[Task requirements] Quote the listing in full, exactly as given, minus any pictures.

[Records supplied]
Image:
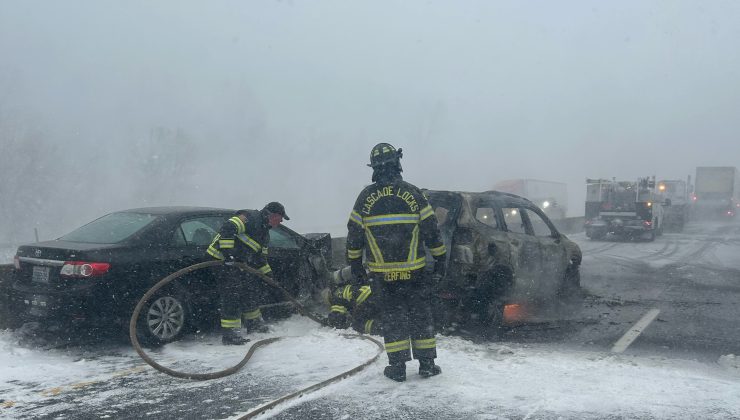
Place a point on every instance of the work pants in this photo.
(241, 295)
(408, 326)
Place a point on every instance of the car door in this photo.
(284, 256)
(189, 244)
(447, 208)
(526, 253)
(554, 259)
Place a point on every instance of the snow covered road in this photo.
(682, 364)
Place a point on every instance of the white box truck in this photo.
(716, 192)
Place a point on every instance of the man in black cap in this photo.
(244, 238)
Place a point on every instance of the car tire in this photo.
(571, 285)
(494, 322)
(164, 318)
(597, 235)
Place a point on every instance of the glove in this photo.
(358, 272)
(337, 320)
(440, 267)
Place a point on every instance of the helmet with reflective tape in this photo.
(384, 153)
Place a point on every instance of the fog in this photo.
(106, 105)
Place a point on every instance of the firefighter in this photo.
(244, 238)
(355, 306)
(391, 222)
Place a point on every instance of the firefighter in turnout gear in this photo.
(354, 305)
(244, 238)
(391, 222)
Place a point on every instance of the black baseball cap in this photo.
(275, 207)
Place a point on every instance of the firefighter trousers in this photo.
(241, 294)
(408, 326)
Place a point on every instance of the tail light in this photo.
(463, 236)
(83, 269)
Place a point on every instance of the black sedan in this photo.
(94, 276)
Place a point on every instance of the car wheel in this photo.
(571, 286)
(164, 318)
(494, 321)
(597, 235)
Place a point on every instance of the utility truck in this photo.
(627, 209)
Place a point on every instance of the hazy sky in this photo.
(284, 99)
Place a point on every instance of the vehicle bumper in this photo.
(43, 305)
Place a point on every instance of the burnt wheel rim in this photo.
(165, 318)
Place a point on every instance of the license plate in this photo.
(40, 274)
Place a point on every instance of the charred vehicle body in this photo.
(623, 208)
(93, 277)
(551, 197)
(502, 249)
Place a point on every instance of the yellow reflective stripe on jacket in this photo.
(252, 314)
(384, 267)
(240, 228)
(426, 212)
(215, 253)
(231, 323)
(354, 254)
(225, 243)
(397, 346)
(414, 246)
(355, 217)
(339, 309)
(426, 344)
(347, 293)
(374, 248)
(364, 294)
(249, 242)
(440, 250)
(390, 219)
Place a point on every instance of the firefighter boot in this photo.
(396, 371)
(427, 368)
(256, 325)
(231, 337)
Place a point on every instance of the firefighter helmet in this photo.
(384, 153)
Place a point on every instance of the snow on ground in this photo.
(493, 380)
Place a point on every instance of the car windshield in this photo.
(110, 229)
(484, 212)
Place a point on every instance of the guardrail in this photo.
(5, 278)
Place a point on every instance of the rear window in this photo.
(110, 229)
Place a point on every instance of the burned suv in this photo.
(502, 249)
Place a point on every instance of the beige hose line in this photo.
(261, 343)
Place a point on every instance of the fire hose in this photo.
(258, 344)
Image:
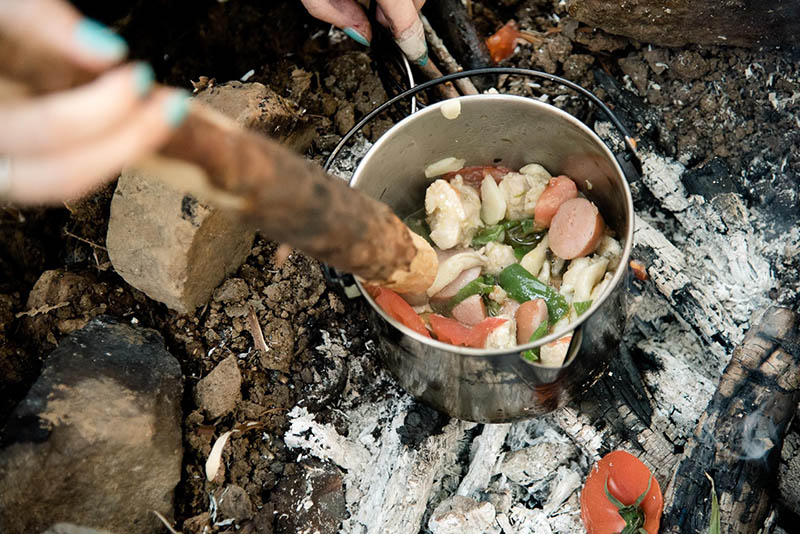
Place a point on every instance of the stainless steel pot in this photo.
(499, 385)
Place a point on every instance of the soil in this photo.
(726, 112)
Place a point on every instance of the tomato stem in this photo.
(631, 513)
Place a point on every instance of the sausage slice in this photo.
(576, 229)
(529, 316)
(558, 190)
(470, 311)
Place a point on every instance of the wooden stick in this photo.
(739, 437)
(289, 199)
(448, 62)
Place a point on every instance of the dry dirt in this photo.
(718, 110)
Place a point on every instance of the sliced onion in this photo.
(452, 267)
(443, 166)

[Result of this task]
Image:
Place a point on every instance of the work pants in this photo.
(241, 295)
(408, 326)
Place a point on every instance of the car door in this photo.
(284, 256)
(189, 244)
(447, 208)
(526, 253)
(554, 259)
Place a point on every instance of the snow covered road in this photo.
(682, 364)
Place a point on every instance of the white box truck in this photo.
(716, 192)
Place a point on every instance of the man in black cap in this photo.
(244, 238)
Place a point on every instance of the car tire in this photo.
(571, 285)
(494, 322)
(164, 318)
(597, 235)
Place a point on every instance of the glove in this photo.
(358, 272)
(337, 320)
(440, 267)
Place a point on every instance of the helmet with reflective tape in this photo.
(384, 153)
Place a point on every instance of the fog in this photo.
(106, 105)
Place a point on every instance of the firefighter in this photo.
(244, 238)
(355, 306)
(391, 222)
Place a point on every instance of the firefighter in turnout gear in this photo.
(354, 305)
(244, 238)
(391, 222)
Place a point on every instance of the black baseball cap in this photo.
(275, 207)
Place a point on every instance of the firefighter trousers in this photo.
(241, 294)
(408, 326)
Place a point on every instance of the tail light in this photo.
(463, 236)
(83, 269)
Place a point on every instance of the black sedan in this photo.
(94, 276)
Place a point on every instance of the car wheel in this photo.
(571, 286)
(164, 318)
(494, 321)
(597, 235)
Place a point on every instance of the utility truck in this photo.
(627, 209)
Place a point on every instance of the hazy sky in this photo.
(284, 99)
Place a point on every instance of the vehicle bumper in this photo.
(43, 305)
Place a point on every instance of the burnt wheel rim in this photo.
(165, 318)
Place a point on every instance of the license plate in this photo.
(40, 274)
Place a point on every instance of the charred vehicle body in this photo.
(623, 208)
(93, 277)
(551, 197)
(502, 249)
Place a point on every instance of the yellow reflective stripe on jacket in this photo.
(252, 314)
(384, 267)
(240, 228)
(426, 212)
(215, 253)
(231, 323)
(354, 254)
(225, 243)
(397, 346)
(414, 246)
(355, 217)
(339, 309)
(426, 344)
(347, 293)
(374, 248)
(364, 294)
(249, 242)
(440, 250)
(390, 219)
Place a point on every instance of the firefighter boot in this photo.
(396, 371)
(427, 368)
(256, 325)
(231, 337)
Place a point on every instance of the firefighter helmet in this photo.
(384, 153)
Place a point on every instance of the snow on ground in this photo.
(493, 380)
Place a point on every instance of the car windshield in this photo.
(110, 229)
(484, 212)
Place a point on every instance of the guardrail in this photo.
(5, 278)
Place a point on every instance of the rear window in this photo.
(110, 229)
Place a point on every instance of the burned suv in this photo.
(502, 249)
Place a point on every instance of the beige hose line in this photo.
(261, 343)
Place a point on every instance of the fire hose in this photo.
(258, 344)
Image:
Place a point on every instance of the stainless steel pot in this photo.
(499, 385)
Place a point on every instance of the soil in this photo.
(726, 112)
Place a point on every instance of the tomato stem in this photo.
(631, 513)
Place a point on every instance of the sausage slice in this photo.
(576, 229)
(529, 316)
(558, 190)
(470, 311)
Place a point on every instance of the wooden stick in this photo.
(739, 437)
(289, 199)
(448, 62)
Place a point on every instance of the dry dirt in this photo.
(718, 110)
Place a point on every instance of the sliced onion in this photo.
(452, 267)
(443, 166)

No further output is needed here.